_Work instructions_: Rewrite the listing below as a JSON list of strings with one string per line, skipping blank lines and leaving out the pictures.
─── Task inputs
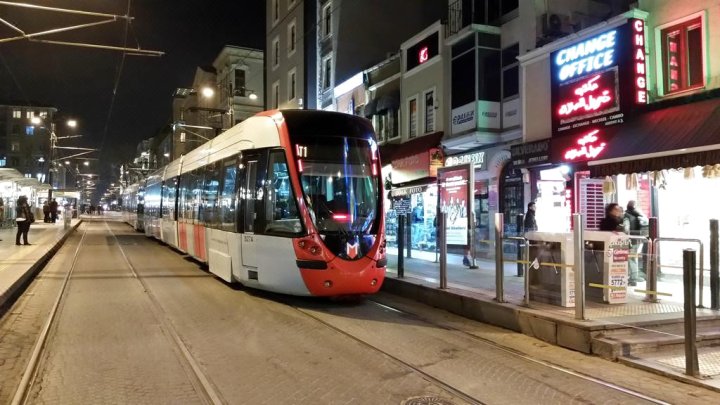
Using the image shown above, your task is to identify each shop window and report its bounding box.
[408,97,418,138]
[288,68,295,100]
[272,82,280,108]
[322,56,332,90]
[273,37,280,69]
[425,90,436,134]
[272,0,280,25]
[265,150,302,235]
[322,2,332,37]
[288,20,297,55]
[660,17,704,94]
[238,69,245,97]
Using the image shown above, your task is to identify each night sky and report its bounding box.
[0,0,265,193]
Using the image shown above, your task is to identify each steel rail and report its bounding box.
[367,299,670,405]
[103,221,225,405]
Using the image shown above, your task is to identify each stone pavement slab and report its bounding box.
[0,219,81,308]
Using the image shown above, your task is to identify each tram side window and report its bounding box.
[202,162,220,228]
[192,168,205,224]
[218,159,237,232]
[265,150,302,235]
[162,177,178,221]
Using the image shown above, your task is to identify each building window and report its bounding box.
[408,97,417,138]
[238,69,245,97]
[272,0,280,24]
[322,56,332,89]
[660,17,704,94]
[273,82,280,108]
[288,20,297,55]
[273,37,280,69]
[424,90,435,134]
[323,2,332,37]
[288,68,295,100]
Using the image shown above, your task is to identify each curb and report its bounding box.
[0,219,84,316]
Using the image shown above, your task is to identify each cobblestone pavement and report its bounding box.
[0,222,720,404]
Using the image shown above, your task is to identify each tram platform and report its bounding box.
[0,218,82,313]
[383,249,720,391]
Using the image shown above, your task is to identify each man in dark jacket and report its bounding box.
[523,201,537,232]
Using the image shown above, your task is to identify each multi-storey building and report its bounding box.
[266,0,442,110]
[0,103,56,182]
[512,0,720,264]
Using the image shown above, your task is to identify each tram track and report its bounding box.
[284,298,670,405]
[11,221,226,405]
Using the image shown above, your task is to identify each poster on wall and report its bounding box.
[438,164,474,245]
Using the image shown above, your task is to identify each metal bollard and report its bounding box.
[405,214,412,259]
[395,215,405,278]
[515,214,527,277]
[495,212,505,302]
[573,214,585,320]
[437,212,447,290]
[710,219,720,310]
[683,249,700,377]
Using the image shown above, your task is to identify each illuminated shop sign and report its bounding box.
[563,129,607,161]
[550,19,647,136]
[632,20,648,104]
[554,30,617,82]
[405,32,440,71]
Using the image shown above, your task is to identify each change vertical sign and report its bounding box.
[438,164,474,246]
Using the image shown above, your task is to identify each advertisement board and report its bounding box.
[438,164,474,245]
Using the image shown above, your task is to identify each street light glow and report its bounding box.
[202,87,215,98]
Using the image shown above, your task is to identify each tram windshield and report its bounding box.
[295,137,381,236]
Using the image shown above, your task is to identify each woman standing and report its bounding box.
[15,195,34,245]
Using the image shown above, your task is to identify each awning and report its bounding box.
[588,92,720,177]
[363,98,377,118]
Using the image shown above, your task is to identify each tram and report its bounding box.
[121,110,387,296]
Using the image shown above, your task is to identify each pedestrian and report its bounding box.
[43,201,50,224]
[15,195,35,245]
[623,200,648,287]
[600,203,625,232]
[50,198,57,224]
[523,201,537,232]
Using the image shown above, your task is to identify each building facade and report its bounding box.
[513,0,720,264]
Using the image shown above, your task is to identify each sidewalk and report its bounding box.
[0,219,81,311]
[383,248,720,391]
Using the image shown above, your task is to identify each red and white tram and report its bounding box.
[121,110,387,296]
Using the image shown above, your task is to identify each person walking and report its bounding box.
[600,203,625,232]
[15,195,35,245]
[623,200,647,287]
[50,198,57,224]
[43,201,50,224]
[523,201,537,232]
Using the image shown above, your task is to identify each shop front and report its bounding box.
[385,133,443,260]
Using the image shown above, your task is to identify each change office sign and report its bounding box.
[550,19,647,135]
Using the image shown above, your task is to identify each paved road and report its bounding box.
[0,221,720,404]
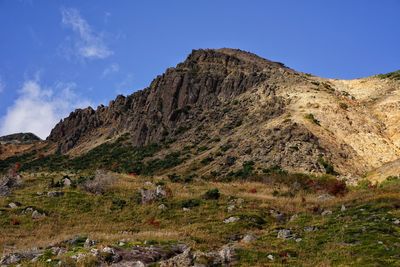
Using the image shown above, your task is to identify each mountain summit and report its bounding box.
[2,48,400,180]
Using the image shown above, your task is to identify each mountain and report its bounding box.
[0,133,42,144]
[0,49,400,267]
[43,49,400,181]
[2,48,400,180]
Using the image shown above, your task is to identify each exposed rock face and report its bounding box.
[36,49,400,179]
[0,133,42,144]
[48,49,291,153]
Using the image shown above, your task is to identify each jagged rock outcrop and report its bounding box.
[0,133,42,144]
[48,49,292,153]
[25,49,400,178]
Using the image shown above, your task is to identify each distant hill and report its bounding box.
[0,133,42,144]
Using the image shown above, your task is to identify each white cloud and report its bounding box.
[103,63,119,77]
[0,76,6,93]
[61,8,113,59]
[0,79,90,139]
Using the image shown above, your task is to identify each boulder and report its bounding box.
[224,216,240,223]
[277,229,294,239]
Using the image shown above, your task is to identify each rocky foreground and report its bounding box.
[0,170,400,266]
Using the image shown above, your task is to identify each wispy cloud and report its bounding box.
[61,8,113,59]
[103,63,119,77]
[0,76,6,93]
[0,78,90,138]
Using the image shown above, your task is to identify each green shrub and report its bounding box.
[377,70,400,80]
[203,188,221,200]
[181,199,200,209]
[200,156,214,165]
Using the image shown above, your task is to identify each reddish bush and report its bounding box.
[147,218,160,227]
[11,219,21,225]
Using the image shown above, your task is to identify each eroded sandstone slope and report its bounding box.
[3,49,400,181]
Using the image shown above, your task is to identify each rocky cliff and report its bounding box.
[37,49,400,180]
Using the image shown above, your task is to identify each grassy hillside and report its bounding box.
[0,170,400,266]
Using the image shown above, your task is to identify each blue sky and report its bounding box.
[0,0,400,138]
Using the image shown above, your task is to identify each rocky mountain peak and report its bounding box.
[0,133,42,144]
[48,48,294,153]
──────
_Result_:
[
  "Using the image shown above, your task is to identify each shop window and report its bounding box.",
  "[408,97,418,138]",
  "[288,68,295,100]",
  "[272,82,280,108]",
  "[322,56,332,90]",
  "[273,37,280,69]",
  "[425,90,436,134]",
  "[272,0,280,25]",
  "[265,150,302,235]",
  "[322,2,332,37]",
  "[288,20,297,55]",
  "[660,17,704,94]",
  "[238,69,245,97]",
  "Using the image shown above, your task is to identify each night sky and report its bounding box.",
  "[0,0,265,193]",
  "Using the image shown above, your task is to identify each steel rail and report its bounding box.",
  "[367,299,670,405]",
  "[103,221,225,405]",
  "Using the image shown above, your task is to identify each stone pavement slab and report its bounding box.",
  "[0,219,81,308]",
  "Using the image shown above, your task is to identify each tram side window and report its bounding box.",
  "[202,162,220,228]",
  "[192,168,205,224]",
  "[218,159,237,232]",
  "[265,150,302,235]",
  "[162,177,178,221]",
  "Using the image shown above, your task is to identify each building window and report its bounding box.",
  "[408,97,417,138]",
  "[238,69,245,97]",
  "[272,0,280,24]",
  "[322,56,332,89]",
  "[660,17,704,94]",
  "[273,82,280,108]",
  "[288,20,297,55]",
  "[273,37,280,69]",
  "[424,90,435,134]",
  "[323,2,332,37]",
  "[288,68,295,100]",
  "Using the image shown above, your task is to identify each curb and report its bounding box.",
  "[0,219,84,316]",
  "Using the image shown above, your task is to identify each cobblestone pavement and report its bounding box.",
  "[0,222,720,404]",
  "Using the image shown above, your task is to identify each tram platform and report its bounding box.",
  "[0,218,82,313]",
  "[383,249,720,391]",
  "Using the image shown above, your task is to identify each man in dark jacket and report its bounding box.",
  "[523,201,537,232]",
  "Using the image shown above, your task is to identify each multi-storey building and report its bounding box.",
  "[266,0,442,110]",
  "[0,103,56,182]",
  "[512,0,720,264]",
  "Using the image shown above, your task is to identify each tram track and report its bounding box.",
  "[284,298,670,405]",
  "[11,221,226,405]",
  "Using the image shown above, your task is to identify each poster on wall and report its bounding box.",
  "[438,164,474,245]",
  "Using the image shown above, your task is to identify each metal bollard and report its bounding box.",
  "[405,214,412,259]",
  "[395,215,405,278]",
  "[515,214,527,277]",
  "[495,212,505,302]",
  "[573,214,585,320]",
  "[437,212,447,290]",
  "[710,219,720,310]",
  "[683,249,700,377]",
  "Using the image shown above, your task is to identify each illuminated shop sign and report its bounding box.",
  "[563,129,607,161]",
  "[550,19,647,136]",
  "[632,20,648,104]",
  "[554,30,617,82]",
  "[405,32,440,71]",
  "Using the image shown above, your task is to identify each change vertical sign and report its bounding box.",
  "[438,164,474,246]",
  "Using the image shown above, your task is to identify each advertisement board and report its bounding box.",
  "[438,164,474,245]",
  "Using the image shown above, your task is to identify each street light glow and report its bounding box.",
  "[202,87,215,98]",
  "Using the image shown above, your task is to identify each tram windshield and report its bounding box.",
  "[295,137,381,236]",
  "Using the image shown above, your task is to identify each woman standing and report its bounding box.",
  "[15,195,34,245]",
  "Using the image shown above, your task is to identify each awning and report its bounding box.",
  "[588,92,720,177]",
  "[363,98,377,118]",
  "Using the image shown above, your task is to identify each tram and report its bounding box.",
  "[121,110,387,296]",
  "Using the image shown above, your task is to identify each pedestrian and report its bounding box.",
  "[43,201,50,224]",
  "[15,195,35,245]",
  "[623,200,648,287]",
  "[600,203,625,232]",
  "[50,198,57,224]",
  "[523,201,537,232]",
  "Using the image shown above, your task is to identify each building facade and report its bounding box.",
  "[513,0,720,264]",
  "Using the image shown above, your task is to identify each sidewalk and report its bounding box.",
  "[0,219,81,311]",
  "[383,248,720,391]",
  "Using the image shown above, your task is to identify each red and white tram and report its bounding box.",
  "[121,110,387,296]",
  "Using the image shown above, your task is to identify each person walking and report its bounding box.",
  "[600,203,625,232]",
  "[15,195,35,245]",
  "[623,200,647,287]",
  "[50,198,57,224]",
  "[43,201,50,224]",
  "[523,201,537,232]",
  "Using the image shown above, your task is to identify each shop front and report its bounding box.",
  "[385,133,443,260]",
  "Using the image shown above, your task is to identify each change office sign and report its bounding box.",
  "[550,19,647,135]",
  "Using the image shown above, your task is to identify each paved road and report its bounding box.",
  "[0,221,720,404]",
  "Using the image shown above, your task is to identify each mountain summit and report its bounding box.",
  "[2,48,400,180]",
  "Using the image shown above, your task is to identify each mountain and report its bounding box.",
  "[0,133,42,144]",
  "[0,49,400,267]",
  "[43,49,400,181]",
  "[2,48,400,180]",
  "Using the image shown above, your task is to identify each exposed rock face and report its bounding box.",
  "[36,49,400,179]",
  "[0,133,42,144]",
  "[48,49,291,153]",
  "Using the image shown above, your task is to identify each jagged rock outcrop and report its bounding box.",
  "[0,133,42,144]",
  "[48,49,292,153]",
  "[25,49,400,178]",
  "Using the image shown above, your task is to identify each distant hill and report its bounding box.",
  "[0,133,42,144]",
  "Using the image shown above, your task is to identify each white cloud and report its bounding box.",
  "[103,63,119,77]",
  "[0,76,6,93]",
  "[61,8,113,59]",
  "[0,79,90,139]",
  "Using the image shown above, your task is to identify each boulder and report its bounding box.",
  "[224,216,240,223]",
  "[277,229,294,239]",
  "Using the image shown above, your task is to identify each rocky foreground and report its bounding box.",
  "[0,170,400,266]",
  "Using the image shown above, your task is to identify each wispy cloud and report its bounding box.",
  "[61,8,113,59]",
  "[103,63,119,77]",
  "[0,76,6,93]",
  "[0,78,90,138]",
  "Using the image shown above, your task is to identify each green shrub and report its bounding box.",
  "[377,70,400,80]",
  "[203,188,221,200]",
  "[181,199,200,209]",
  "[200,156,214,165]",
  "Using the image shown above, your task is to identify each reddish bush and report its bounding box.",
  "[147,218,160,227]",
  "[11,219,21,225]",
  "Using the image shown above, your task is to identify each eroded sandstone slope and report its bounding box.",
  "[3,49,400,181]",
  "Using the image shown above, your task is to identify each rocky cliff and report its bounding box.",
  "[37,49,400,180]",
  "Using the image shown above, your task is to identify each grassy hillside and report its bounding box.",
  "[0,170,400,266]",
  "Using the image shown above, your task is to identify each blue sky and report its bounding box.",
  "[0,0,400,138]",
  "Using the image shown above, your task is to identify each rocky mountain peak and report its bounding box.",
  "[0,133,42,144]",
  "[48,48,294,153]"
]